Point annotation data.
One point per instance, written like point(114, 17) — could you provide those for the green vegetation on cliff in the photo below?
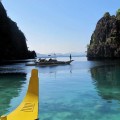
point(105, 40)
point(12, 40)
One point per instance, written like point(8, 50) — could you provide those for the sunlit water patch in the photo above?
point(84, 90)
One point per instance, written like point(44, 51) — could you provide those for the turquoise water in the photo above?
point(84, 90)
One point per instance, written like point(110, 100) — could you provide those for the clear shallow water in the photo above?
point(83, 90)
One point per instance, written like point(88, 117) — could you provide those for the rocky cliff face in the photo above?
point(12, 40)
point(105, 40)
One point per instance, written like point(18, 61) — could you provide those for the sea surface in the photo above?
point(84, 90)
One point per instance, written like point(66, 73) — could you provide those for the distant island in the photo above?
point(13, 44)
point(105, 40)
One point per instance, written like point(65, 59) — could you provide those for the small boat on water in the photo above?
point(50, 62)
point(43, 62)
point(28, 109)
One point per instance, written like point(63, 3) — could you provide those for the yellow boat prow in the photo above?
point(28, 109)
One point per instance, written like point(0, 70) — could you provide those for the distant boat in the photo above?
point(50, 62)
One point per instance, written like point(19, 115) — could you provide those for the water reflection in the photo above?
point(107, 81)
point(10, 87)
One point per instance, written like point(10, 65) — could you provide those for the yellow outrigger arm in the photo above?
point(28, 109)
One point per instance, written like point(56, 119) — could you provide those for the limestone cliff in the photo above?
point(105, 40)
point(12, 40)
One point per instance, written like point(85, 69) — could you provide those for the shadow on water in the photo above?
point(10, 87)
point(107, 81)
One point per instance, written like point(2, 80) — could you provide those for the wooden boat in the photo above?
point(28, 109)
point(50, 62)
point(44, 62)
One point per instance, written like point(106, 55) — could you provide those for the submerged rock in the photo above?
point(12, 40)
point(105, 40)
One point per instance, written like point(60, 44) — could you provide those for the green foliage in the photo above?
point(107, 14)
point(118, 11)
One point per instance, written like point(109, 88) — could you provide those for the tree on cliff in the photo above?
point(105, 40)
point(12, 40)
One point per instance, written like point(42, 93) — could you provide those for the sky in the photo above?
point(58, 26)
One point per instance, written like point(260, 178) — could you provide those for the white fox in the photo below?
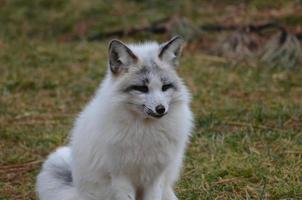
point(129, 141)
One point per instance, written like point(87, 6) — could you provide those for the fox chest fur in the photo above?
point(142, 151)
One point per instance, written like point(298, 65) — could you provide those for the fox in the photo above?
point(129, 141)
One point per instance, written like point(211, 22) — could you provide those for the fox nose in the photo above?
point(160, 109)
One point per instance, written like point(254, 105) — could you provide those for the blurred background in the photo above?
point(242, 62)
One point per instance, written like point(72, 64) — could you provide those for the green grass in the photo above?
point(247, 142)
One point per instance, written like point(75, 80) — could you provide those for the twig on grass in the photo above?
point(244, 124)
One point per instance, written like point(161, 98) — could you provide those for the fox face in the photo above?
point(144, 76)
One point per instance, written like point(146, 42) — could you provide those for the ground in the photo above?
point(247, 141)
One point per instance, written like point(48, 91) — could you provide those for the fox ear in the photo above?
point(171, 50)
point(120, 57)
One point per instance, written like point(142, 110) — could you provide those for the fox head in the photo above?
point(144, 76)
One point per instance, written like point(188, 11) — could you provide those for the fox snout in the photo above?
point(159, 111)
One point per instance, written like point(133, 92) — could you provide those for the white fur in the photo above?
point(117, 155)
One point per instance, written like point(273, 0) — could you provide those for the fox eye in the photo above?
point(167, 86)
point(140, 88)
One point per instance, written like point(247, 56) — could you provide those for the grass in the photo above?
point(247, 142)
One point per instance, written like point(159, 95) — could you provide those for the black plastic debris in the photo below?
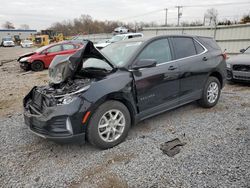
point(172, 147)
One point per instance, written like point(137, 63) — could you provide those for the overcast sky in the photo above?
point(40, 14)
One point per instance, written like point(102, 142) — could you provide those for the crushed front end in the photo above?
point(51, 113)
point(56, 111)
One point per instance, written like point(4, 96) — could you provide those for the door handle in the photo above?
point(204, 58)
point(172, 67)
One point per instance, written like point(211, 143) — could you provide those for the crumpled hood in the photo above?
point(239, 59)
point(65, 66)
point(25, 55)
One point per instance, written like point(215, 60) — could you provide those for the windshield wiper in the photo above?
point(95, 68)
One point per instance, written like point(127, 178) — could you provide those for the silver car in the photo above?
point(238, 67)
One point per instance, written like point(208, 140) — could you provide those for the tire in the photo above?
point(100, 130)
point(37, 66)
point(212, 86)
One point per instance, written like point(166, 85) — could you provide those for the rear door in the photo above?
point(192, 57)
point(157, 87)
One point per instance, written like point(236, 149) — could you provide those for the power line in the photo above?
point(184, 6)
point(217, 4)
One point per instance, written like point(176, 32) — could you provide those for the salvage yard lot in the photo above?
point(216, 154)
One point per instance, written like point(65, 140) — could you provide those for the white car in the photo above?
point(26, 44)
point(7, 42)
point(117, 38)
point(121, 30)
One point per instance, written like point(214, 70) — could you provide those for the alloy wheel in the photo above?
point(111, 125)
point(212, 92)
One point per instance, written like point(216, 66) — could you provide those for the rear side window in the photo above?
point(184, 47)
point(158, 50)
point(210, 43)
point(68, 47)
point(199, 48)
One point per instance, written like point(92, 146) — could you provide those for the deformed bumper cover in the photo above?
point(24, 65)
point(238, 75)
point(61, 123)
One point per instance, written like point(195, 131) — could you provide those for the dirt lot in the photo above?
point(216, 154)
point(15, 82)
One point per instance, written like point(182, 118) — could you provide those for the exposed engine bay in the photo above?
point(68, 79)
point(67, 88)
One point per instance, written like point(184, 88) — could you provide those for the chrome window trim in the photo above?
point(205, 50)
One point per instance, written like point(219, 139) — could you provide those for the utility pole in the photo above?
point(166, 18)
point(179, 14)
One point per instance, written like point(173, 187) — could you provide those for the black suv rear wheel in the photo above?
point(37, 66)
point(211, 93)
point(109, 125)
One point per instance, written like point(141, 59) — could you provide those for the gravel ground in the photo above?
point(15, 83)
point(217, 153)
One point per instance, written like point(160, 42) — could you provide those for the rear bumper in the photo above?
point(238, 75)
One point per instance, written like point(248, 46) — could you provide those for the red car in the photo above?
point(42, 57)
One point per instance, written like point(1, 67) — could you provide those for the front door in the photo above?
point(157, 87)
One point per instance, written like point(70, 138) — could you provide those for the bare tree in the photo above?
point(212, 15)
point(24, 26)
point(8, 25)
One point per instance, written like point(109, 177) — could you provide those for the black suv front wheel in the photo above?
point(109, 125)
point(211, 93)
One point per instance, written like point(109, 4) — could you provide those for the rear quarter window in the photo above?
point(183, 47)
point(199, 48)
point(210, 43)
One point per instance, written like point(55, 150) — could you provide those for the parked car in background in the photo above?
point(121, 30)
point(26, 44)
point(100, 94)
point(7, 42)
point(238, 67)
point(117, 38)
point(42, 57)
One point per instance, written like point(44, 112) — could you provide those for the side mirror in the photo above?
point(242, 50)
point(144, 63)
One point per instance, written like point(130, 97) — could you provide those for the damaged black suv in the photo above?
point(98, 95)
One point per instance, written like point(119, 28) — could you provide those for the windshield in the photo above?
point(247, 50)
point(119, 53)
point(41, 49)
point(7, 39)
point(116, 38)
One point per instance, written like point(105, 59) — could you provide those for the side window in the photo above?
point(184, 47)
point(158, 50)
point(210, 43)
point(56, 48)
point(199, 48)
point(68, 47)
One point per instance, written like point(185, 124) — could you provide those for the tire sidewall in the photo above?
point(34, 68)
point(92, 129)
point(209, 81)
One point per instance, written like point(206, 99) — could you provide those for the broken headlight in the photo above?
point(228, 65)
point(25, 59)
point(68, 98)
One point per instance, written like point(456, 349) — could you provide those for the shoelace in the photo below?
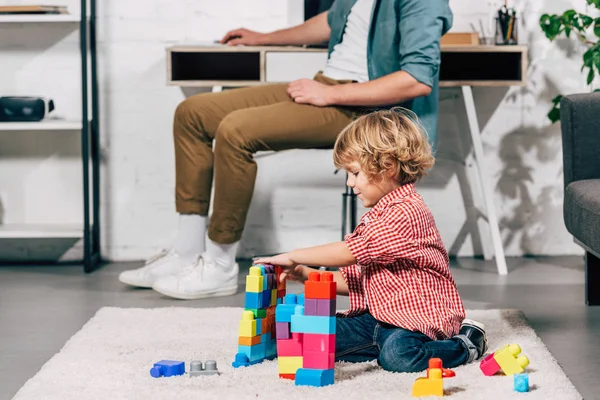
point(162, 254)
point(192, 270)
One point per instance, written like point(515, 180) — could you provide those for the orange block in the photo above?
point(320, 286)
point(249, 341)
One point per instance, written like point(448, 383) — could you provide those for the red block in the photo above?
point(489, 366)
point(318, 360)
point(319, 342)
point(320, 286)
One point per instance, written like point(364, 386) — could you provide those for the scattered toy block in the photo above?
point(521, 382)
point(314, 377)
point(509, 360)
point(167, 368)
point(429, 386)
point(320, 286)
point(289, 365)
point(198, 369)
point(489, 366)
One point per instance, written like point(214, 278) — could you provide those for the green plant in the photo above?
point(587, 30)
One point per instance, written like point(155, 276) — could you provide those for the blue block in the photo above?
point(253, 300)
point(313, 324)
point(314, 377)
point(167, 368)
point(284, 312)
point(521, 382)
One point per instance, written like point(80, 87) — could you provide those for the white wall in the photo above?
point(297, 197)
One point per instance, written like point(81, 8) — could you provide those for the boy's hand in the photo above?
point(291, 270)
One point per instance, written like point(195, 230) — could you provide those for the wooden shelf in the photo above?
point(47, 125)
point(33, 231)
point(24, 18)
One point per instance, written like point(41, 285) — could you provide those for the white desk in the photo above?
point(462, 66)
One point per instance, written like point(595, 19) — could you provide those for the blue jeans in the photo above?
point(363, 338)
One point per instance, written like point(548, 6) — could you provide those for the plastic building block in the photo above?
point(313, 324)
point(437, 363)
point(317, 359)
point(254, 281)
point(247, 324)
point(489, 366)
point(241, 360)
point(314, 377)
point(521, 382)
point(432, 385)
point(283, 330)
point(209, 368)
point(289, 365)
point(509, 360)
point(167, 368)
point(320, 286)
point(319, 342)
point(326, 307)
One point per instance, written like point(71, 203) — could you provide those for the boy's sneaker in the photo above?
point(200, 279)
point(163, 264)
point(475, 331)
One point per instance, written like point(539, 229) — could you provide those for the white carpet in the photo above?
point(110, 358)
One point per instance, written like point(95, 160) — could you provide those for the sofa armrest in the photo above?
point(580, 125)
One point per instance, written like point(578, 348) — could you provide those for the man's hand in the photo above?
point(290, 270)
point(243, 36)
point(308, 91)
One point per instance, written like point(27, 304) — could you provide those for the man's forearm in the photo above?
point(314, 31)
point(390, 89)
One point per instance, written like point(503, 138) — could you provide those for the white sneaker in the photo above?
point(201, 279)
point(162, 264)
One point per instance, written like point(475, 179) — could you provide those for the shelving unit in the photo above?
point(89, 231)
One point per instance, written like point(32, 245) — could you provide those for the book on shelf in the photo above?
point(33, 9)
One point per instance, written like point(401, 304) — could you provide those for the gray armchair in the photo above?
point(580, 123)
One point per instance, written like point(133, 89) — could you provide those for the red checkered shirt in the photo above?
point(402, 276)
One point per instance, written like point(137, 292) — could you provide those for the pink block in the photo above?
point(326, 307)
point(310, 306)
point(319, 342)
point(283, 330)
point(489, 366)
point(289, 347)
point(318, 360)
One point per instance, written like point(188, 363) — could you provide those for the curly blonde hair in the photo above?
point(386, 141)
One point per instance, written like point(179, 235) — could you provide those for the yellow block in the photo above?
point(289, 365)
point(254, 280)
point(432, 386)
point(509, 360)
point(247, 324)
---
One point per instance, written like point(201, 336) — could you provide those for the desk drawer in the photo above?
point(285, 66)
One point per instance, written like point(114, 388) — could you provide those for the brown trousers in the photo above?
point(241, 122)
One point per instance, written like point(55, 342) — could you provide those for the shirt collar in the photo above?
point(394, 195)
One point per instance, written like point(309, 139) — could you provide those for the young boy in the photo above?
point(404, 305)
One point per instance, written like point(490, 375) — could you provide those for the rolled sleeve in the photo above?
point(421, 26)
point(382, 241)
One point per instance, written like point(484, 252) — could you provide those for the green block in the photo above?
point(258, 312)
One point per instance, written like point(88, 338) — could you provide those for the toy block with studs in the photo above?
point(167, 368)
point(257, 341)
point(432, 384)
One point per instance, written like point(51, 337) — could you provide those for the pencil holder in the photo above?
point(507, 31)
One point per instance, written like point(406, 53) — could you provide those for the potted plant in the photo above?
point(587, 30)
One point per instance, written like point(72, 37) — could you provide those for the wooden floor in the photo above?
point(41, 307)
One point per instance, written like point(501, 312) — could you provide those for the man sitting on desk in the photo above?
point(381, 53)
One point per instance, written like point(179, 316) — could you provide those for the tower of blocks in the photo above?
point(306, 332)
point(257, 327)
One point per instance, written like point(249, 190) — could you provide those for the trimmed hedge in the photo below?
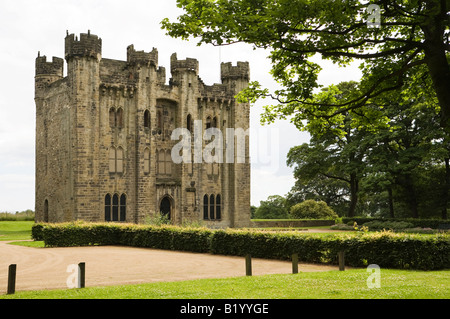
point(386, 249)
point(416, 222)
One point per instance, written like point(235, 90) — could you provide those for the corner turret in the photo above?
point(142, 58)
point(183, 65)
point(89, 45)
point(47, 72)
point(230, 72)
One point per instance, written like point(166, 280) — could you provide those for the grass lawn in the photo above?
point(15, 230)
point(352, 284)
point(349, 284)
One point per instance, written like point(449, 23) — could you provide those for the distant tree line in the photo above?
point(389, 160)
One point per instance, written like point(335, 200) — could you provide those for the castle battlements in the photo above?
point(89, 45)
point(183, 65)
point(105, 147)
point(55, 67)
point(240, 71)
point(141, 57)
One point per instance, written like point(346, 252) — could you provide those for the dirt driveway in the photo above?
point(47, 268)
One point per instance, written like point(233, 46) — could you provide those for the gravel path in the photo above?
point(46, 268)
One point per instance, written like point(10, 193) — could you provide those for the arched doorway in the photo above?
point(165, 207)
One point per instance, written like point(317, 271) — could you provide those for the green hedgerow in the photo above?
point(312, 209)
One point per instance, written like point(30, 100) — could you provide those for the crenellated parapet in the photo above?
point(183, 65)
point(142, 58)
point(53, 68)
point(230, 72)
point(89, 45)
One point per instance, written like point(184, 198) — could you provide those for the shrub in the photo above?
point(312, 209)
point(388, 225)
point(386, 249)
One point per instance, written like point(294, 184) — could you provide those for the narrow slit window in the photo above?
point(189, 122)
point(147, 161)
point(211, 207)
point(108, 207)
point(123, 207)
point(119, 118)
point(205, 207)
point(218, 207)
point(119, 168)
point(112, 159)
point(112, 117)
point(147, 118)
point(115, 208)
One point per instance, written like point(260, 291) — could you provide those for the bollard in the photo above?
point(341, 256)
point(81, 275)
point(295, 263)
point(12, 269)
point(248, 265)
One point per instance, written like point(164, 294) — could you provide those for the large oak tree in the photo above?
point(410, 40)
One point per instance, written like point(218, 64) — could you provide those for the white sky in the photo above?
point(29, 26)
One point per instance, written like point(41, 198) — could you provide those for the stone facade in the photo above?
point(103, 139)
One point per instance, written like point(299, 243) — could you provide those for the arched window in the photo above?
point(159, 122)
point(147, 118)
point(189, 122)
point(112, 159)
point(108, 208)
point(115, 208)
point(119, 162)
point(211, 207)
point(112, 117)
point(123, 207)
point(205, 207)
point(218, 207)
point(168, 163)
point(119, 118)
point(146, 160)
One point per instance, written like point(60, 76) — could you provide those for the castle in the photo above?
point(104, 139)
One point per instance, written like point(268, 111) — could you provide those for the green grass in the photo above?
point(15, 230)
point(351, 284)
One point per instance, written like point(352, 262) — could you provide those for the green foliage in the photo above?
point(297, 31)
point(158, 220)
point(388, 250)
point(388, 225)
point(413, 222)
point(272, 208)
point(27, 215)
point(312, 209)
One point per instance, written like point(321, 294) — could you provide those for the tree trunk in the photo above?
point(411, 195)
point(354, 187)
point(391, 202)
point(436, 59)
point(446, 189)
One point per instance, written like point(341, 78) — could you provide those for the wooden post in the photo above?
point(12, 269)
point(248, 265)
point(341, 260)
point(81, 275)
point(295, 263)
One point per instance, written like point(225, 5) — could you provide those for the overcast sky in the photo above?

CHALLENGE. Reproduce verbatim the part of the listing that opens with the line containing "One point per instance, written like point(55, 150)" and closes with the line containing "point(144, 63)", including both of those lines.

SOLUTION TO THIS PROBLEM.
One point per instance, written like point(55, 150) — could you provide those for the parked car in background in the photo above?
point(121, 30)
point(26, 44)
point(100, 94)
point(7, 42)
point(238, 67)
point(117, 38)
point(42, 57)
One point per instance, written like point(44, 112) — could you provide those for the side mirror in the photo above?
point(242, 50)
point(144, 63)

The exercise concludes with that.